Location annotation dataset excerpts
***

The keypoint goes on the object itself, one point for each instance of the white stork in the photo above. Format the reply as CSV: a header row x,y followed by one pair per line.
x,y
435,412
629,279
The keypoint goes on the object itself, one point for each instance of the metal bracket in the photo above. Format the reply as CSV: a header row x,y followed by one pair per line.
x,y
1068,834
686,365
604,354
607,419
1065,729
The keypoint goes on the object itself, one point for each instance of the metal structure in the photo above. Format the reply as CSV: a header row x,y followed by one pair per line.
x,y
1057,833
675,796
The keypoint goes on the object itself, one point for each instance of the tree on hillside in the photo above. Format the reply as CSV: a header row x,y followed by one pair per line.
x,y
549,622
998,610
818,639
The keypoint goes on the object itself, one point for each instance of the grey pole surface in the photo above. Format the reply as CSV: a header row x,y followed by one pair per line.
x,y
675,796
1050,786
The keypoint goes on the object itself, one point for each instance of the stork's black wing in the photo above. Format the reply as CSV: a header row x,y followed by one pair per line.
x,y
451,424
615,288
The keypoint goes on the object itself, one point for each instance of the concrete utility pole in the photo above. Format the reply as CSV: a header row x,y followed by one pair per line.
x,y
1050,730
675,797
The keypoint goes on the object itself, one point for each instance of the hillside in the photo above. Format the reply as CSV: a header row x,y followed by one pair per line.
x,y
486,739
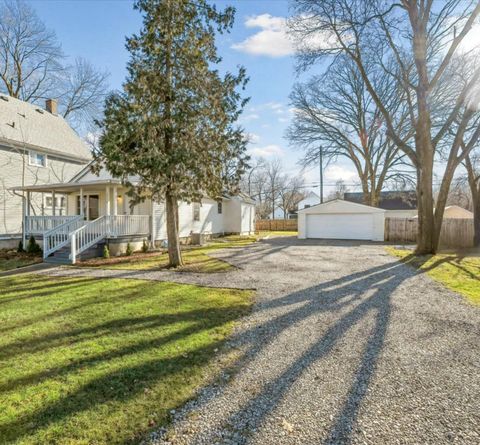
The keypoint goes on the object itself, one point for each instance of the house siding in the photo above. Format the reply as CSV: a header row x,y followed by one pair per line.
x,y
12,162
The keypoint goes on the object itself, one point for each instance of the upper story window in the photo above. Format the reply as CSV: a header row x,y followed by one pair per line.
x,y
196,211
38,159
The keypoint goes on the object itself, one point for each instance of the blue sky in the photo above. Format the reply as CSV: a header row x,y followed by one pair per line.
x,y
96,30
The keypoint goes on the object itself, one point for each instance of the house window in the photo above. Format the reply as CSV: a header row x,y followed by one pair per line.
x,y
196,211
60,202
38,159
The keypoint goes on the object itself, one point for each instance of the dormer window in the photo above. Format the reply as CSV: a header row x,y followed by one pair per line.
x,y
38,159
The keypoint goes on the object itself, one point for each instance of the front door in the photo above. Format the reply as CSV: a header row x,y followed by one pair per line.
x,y
93,207
90,206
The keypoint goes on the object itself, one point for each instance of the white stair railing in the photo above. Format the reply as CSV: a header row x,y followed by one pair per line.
x,y
87,236
40,224
124,225
59,236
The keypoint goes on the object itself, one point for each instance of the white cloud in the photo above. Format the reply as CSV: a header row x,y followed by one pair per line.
x,y
335,172
266,151
249,117
253,138
272,39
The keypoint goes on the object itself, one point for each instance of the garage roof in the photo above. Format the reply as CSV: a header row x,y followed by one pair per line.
x,y
341,206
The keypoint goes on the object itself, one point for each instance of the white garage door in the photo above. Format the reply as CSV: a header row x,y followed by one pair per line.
x,y
340,226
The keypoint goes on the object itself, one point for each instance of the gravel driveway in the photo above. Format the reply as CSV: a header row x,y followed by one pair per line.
x,y
345,346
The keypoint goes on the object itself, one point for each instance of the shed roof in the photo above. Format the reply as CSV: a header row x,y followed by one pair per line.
x,y
340,206
26,125
389,200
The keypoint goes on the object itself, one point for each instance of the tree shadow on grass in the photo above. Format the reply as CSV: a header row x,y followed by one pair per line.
x,y
347,294
131,380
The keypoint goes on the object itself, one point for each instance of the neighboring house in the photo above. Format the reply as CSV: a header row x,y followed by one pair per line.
x,y
310,199
339,219
279,214
452,212
99,211
37,147
456,212
397,204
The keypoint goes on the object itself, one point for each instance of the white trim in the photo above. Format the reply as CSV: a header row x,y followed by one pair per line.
x,y
34,164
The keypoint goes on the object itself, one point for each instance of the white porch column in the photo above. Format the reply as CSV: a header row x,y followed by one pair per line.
x,y
115,198
54,204
25,217
81,202
28,204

***

*GIVEN INSTRUCTION*: Rewrite the listing with every instance of "keypoint" changed to "marker" and all other text unchanged. Leave out the pictures.

*OUTPUT*:
The marker goes on the object itself, one point for each instance of the white stork in the photo above. Format the reply as CSV: a header row x,y followed by one pair per line.
x,y
435,412
629,279
The marker goes on the object itself, one point for each instance of the metal bracket in the photo above. Format the reply as CSV: a header row x,y followed by one pair per line.
x,y
1068,834
686,365
604,354
607,419
1065,729
The marker goes on the object itself, one point for each instance of the metal structure in the photo above. Format the reply as CSV: a header row x,y followed by one pair per line.
x,y
1057,833
675,796
The marker goes on the object itself, one point for each instance of the tree on hillside in the photo above. Format the reply as CSV: a header row x,y followed by one pair per line.
x,y
549,622
998,610
818,639
The marker goes on the object itself, one point for each instance of the grey pole surface in the photo above. Format the reply as CSV: a header row x,y followed by one pair per line.
x,y
675,796
1050,786
The marker goes on the object itself, one point for each instance of the stork's black wing in the photo above. Format the reply as CSV: a header row x,y followed by one pair per line.
x,y
451,424
615,288
The marker goes on the object itself, one point for each instance of the concrete utility pole in the photo above. Format the reply as CSV: a header row x,y followed by one pair per line.
x,y
1050,730
675,797
The marker goes on the object itself, one point for each instance of the hillside in the photo above. Format the reply as CSV: a header row x,y followed by one pair per line.
x,y
486,739
The marker goes on the object itself, one point for each instance of the house siding in the photo above. Format the reply as CSV: a header row x,y followed by one pair per line.
x,y
12,162
The marker goes on the object itself, one point for each instance of the upper story window in the photo above. Format the reply as CSV: a header row x,y followed by one pair per line.
x,y
196,211
38,159
The marker goes on the object itself, one point for each instance of the blue sky in the photo above. Format the reply as CSV: a header row x,y followed by one pair per line.
x,y
96,30
The marker goes on the object itself, one point for each instance of the house window in the photo above. Format the reply as CSV: a header row x,y followed by one pair per line.
x,y
196,211
60,202
38,159
The marker goes on the object itself, one point for each instance of the dormer window in the photo above. Format the reply as CSV: a header row x,y followed by one pair per line.
x,y
38,159
The marker goes on the object itself, one point for each instance of the front door in the photo above. Format the reply as CSV: a header row x,y followed by one pair per line.
x,y
93,207
90,206
The marker goes on the object itself, one point for each instance of the white stair railing in the photo above. Format the reply as CSV: a header row x,y followed by one pair per line.
x,y
87,236
40,224
124,225
59,236
The marker goes on the object itself, one point for each instance of the white cloud in the photo above. Format the reply as CSV: a header row x,y followed by one pair per line.
x,y
335,172
266,151
249,117
253,138
272,39
The marker goes on the object itself, one point for each instance of the garage roof in the photo above. Format the reply as CSV: a header row x,y followed by one pair per line.
x,y
341,206
The marker goes on the object itself, one point for each instance of the white garage door in the photo above. Format the reply as CSV: a header row x,y followed by one pair per line.
x,y
340,226
The marker goes on the object itself, one point for each instance of the gravel driveway in the photo above. Format the reply as CSV: a header row x,y followed by one pair per line.
x,y
345,346
The marker goes on the object itself, one point for each instance of the shed roof in the photo above. Format the reply as CSV: a header row x,y followed by one pair per line.
x,y
340,206
26,125
389,200
The marker goes on the object itself, one point for each instance of the tree shadow on grass in the photo above. Format the reply as CSV: a header row x,y followed by one pair per line.
x,y
347,294
131,380
The marker goes on the object itself, one point for each instance of the neighboring house in the photo above. Format the reply as CSV: a header row x,y followed by one pair per line.
x,y
310,199
339,219
279,214
452,212
99,211
37,147
456,212
397,204
The marker goes on the object itself, one point for each instance of the white trim in the photo above. Format the reply as CSV: a header row x,y followed by one pair per line.
x,y
34,164
The marker goes on the object itself, one point for each instance of the white porch column in the photo above. Format the reply as CSV: a header row x,y followed by one pair per line.
x,y
115,198
54,204
25,217
81,202
28,204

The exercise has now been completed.